- [RECORDS TO USE]:

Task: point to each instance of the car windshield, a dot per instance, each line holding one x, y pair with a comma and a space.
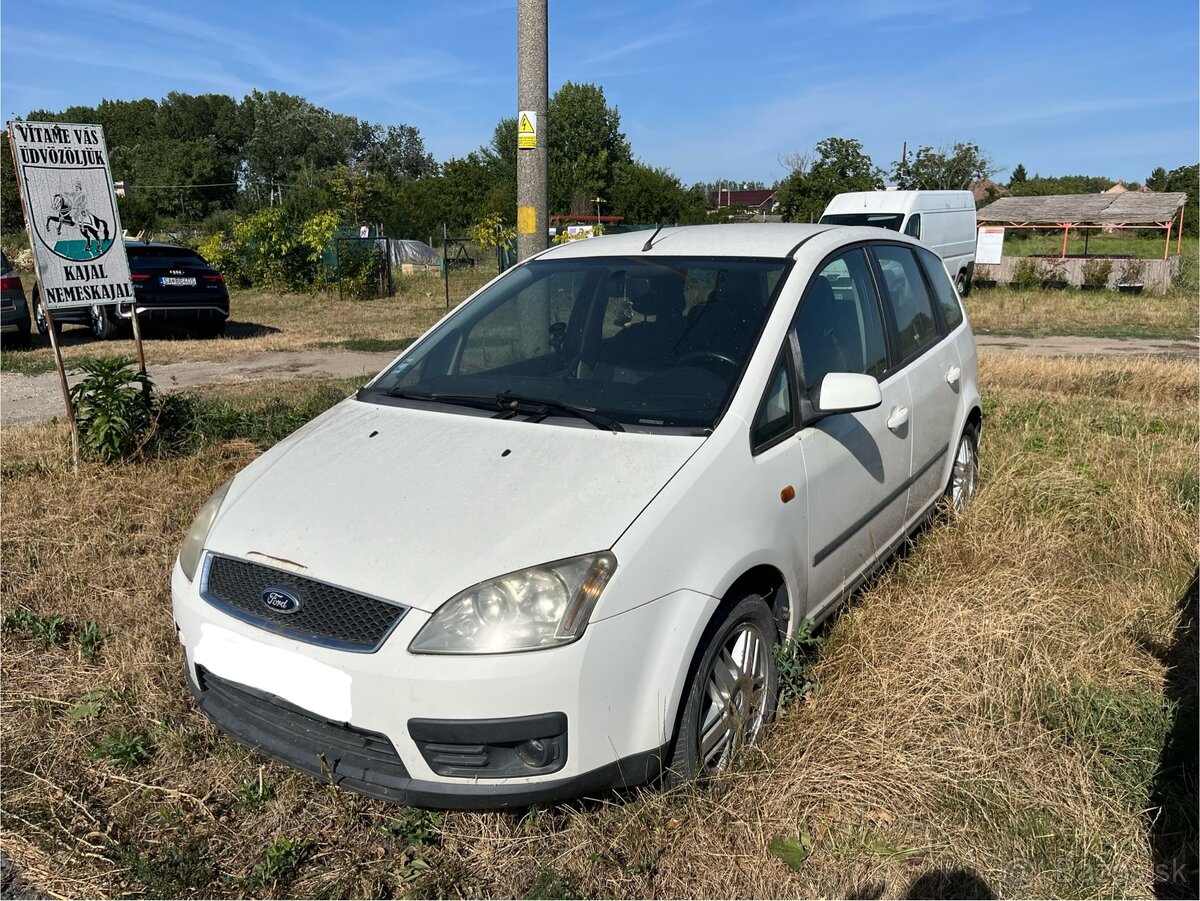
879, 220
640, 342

==

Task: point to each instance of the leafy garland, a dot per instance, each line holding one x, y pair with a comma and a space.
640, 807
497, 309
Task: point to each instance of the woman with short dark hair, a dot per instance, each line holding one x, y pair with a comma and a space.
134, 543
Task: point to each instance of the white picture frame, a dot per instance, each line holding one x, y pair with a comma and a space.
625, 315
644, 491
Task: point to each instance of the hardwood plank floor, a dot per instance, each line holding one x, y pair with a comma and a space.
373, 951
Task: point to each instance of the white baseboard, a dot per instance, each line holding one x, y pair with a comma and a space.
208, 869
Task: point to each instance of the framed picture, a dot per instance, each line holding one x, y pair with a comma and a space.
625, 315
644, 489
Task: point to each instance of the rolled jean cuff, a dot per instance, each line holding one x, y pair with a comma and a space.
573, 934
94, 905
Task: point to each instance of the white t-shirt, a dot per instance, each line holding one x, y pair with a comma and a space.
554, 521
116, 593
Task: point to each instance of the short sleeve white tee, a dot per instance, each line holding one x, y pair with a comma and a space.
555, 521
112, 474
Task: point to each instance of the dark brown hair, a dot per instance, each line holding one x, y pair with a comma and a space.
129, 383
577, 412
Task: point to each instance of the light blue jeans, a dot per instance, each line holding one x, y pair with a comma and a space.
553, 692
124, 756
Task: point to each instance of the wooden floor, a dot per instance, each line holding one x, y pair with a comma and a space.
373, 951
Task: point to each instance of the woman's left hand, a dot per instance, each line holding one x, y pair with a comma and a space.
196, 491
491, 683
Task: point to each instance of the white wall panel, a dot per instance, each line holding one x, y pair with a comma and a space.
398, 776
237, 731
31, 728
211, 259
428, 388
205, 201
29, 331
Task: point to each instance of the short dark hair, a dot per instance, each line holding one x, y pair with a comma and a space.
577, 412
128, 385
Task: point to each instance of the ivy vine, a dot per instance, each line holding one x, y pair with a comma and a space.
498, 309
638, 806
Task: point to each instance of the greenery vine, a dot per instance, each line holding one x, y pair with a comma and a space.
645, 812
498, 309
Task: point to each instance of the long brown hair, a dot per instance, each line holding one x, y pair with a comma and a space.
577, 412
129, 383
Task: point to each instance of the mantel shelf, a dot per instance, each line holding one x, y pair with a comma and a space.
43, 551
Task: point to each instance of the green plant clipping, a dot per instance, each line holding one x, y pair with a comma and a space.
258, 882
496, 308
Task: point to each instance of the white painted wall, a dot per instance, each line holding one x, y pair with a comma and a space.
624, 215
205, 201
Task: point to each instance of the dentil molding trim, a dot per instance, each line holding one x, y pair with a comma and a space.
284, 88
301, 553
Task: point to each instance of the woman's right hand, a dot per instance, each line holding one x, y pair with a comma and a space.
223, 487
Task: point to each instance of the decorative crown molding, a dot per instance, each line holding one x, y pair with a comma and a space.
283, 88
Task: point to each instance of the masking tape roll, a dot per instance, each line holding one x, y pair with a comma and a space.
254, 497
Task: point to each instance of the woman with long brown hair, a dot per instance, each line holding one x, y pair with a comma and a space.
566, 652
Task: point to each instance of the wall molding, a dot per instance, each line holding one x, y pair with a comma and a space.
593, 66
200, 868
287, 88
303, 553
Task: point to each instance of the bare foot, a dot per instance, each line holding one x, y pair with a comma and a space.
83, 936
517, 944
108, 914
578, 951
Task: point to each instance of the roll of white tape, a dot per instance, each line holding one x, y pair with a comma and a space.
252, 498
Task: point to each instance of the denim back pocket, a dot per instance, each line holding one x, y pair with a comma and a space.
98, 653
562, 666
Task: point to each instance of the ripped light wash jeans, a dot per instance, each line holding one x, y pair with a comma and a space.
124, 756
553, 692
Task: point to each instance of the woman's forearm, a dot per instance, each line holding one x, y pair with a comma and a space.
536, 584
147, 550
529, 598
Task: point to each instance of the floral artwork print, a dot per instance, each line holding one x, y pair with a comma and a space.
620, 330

- [INSTRUCTIONS TO FOLLOW]:
List every line of the data above that contains the string "dark", treating uppercase and lowercase letters as distinct.

- [SOLVED PROBLEM]:
Task: point to each instance of the woman with short dark hair, a dot per instance, each line holding one x, y pair with a comma and a space.
Task: point to each instance of the dark brown hair, a dot per instance, each line holding one x, y pair with a comma and a space.
Task: point to each instance of the short dark hair, a dot per instance, each line holding one x, y pair with a comma and a space.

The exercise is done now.